## Excerpt provided:
Ginsenoside Rb1, the major bioactive component in P. ginseng, constitutes 0.47–0.82% of total P. ginseng root extract (31). The majority of published research on Rb1 has concentrated on the antioxidant and neovascularization effects of this component (32–35). The present study explored the anti-EMT effect of Rb1 in ovarian cancer. To the best of our knowledge, the present study is the first on the anti-neoplastic bioactivity of Rb1 in ovarian cancer. Being a natural herbal medicine, Rb1 demonstrated no significant toxicity to human ovarian cancer cells. It inhibited EMT and migration of ovarian cancer cells in vitro. These results indicated that Rb1 may be a potential candidate for clinical application against ovarian cancer metastasis. At the same time, the possible underlying mechanism of Rb1's anti-EMT function was preliminarily explored. The present study demonstrated that Rb1 downregulated the expression of miR-25, leading to the overexpression of E-cadherin transcriptional activator EP300, thus increasing E-cadherin level and inhibiting the hypoxia-induced EMT process in ovarian cancer cells.

## What the task requires:
Write the next few sentences of the passage on ginsenoside Rb1 and ovarian cancer, starting after its last sentence. The listing comes from a separate source and is unrelated to the passage on ginsenoside Rb1 and ovarian cancer.

## Extracted records:
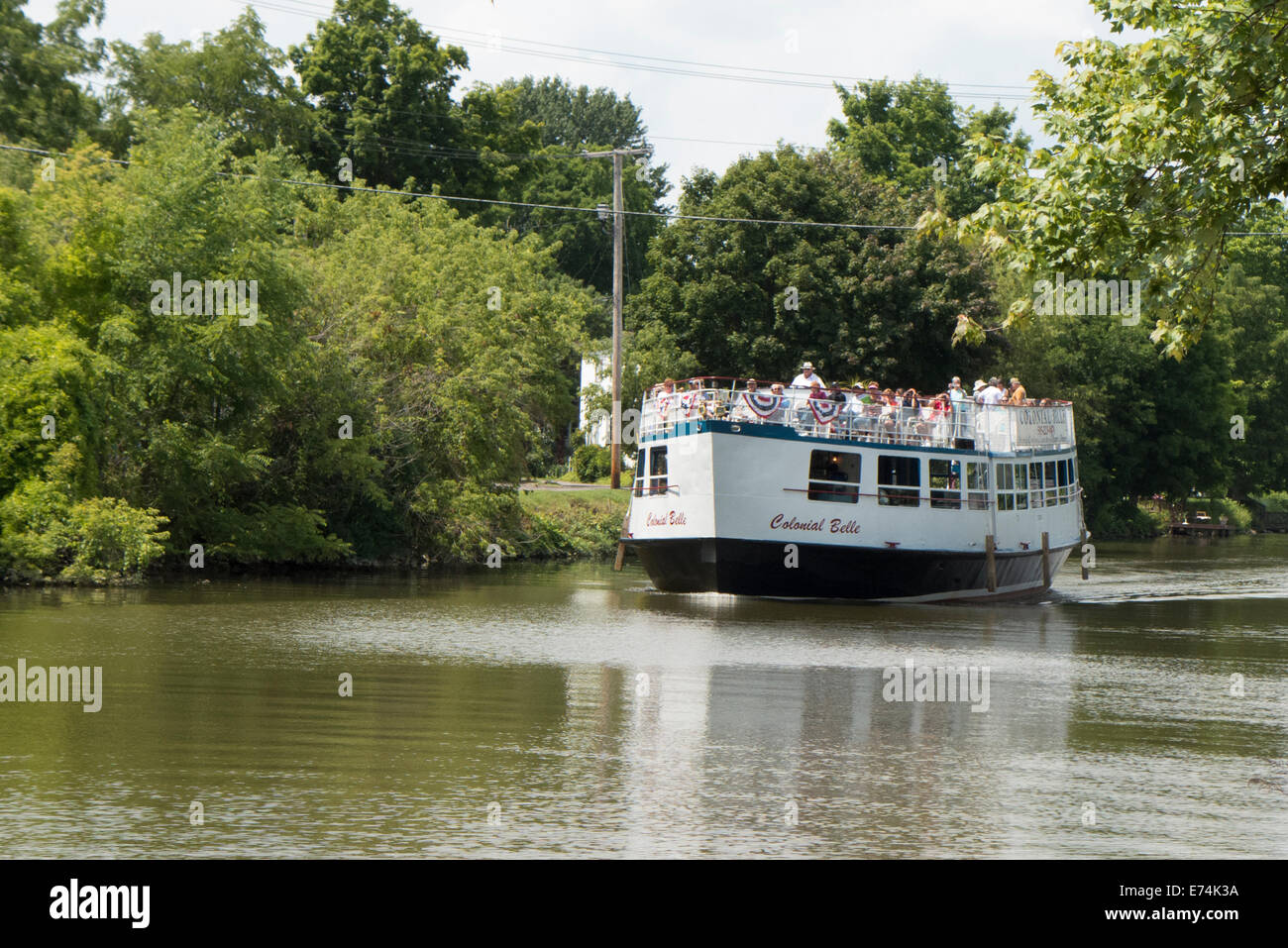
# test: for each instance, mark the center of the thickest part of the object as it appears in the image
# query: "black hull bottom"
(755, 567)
--
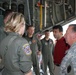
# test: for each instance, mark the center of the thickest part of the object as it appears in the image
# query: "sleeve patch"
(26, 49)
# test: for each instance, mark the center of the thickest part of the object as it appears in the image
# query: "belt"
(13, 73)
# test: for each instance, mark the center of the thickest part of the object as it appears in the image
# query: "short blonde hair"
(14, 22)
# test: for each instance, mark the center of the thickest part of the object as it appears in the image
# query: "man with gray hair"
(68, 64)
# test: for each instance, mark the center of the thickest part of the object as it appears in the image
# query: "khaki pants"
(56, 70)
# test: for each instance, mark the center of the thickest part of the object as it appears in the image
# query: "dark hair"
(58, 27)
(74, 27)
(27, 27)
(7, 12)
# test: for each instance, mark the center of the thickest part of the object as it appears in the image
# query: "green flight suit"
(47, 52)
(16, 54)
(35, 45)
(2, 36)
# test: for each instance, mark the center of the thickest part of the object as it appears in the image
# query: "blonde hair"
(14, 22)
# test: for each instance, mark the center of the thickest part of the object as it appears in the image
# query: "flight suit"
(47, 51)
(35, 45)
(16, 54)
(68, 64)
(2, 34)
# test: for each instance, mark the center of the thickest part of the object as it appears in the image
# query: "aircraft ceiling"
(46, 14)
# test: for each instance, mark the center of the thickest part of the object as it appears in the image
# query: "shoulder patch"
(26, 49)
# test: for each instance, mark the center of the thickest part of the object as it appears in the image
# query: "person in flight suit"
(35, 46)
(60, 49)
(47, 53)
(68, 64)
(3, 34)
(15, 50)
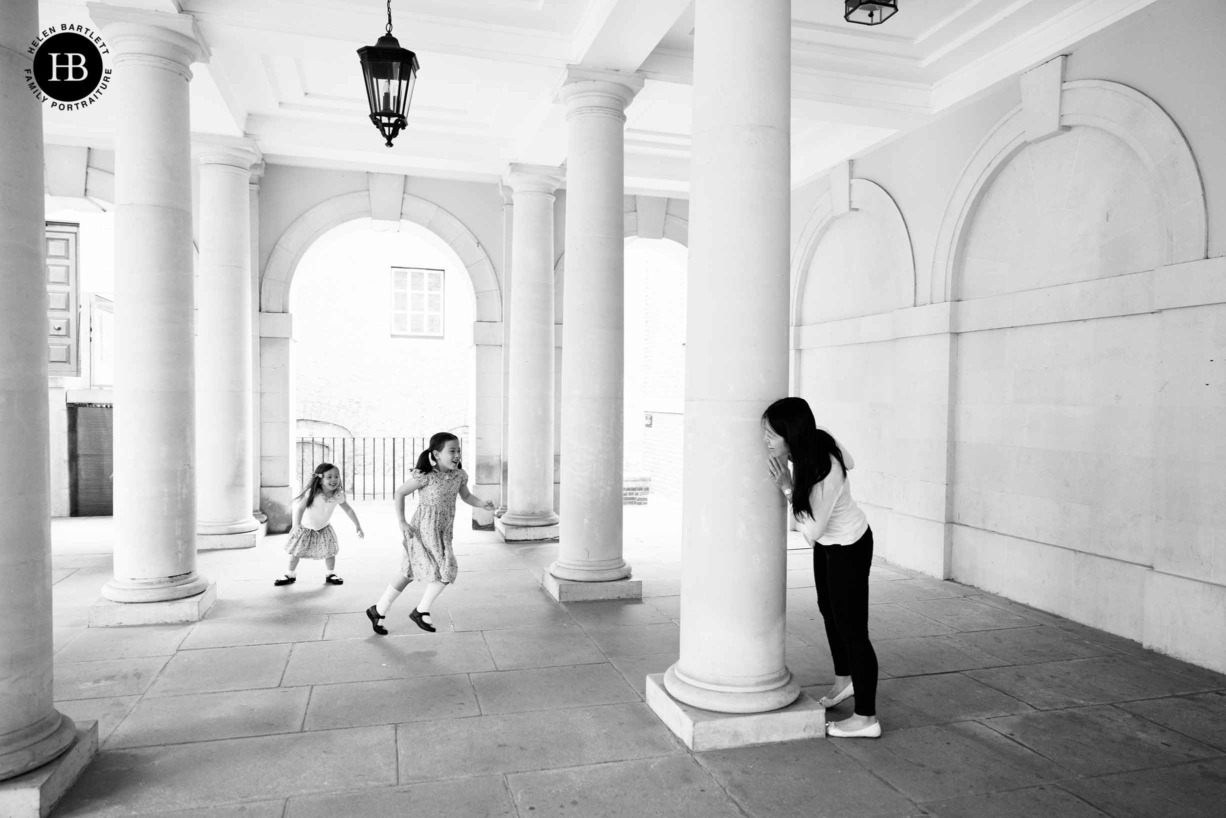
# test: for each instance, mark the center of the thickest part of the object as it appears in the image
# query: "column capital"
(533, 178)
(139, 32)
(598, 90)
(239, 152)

## Task output:
To date, published research has revealed the oncogenic involvement of miR-25 in apoptotic signaling (14,36) and in cell invasion and migration (37,38). A study by Smith et al (39) demonstrated that overexpression of miR-25 induced EMT in breast cancer through targeting the tumor-suppressive Smad7 protein, resulting in an increase in TGF-β receptor 1 and downstream activation of TGF signaling. The same mechanism of miR-25 in inducing EMT was also reported in gastric cancer (40). A study by Wang et al (15) indicated that high miR-25 expression was significantly associated with advanced clinical stage and lymph node metastases in epithelial ovarian cancer. Notably, patients with a high expression of miR-25 tended to have shorter survival than patients with lower levels (10). Similarly, it was observed in the present study that miR-25 induced EMT in ovarian cancer cells. Rb1 suppressed the EMT process in ovarian cancer cells by downregulating miR-25. A study by Kwok et al (31) also identified that Rb1 may decrease the expression of miR-25 in human dermal fibroblasts, which is consistent with the results of the present. These findings indicated that miR-25 may be a potential target in ovarian cancer metastasis therapy.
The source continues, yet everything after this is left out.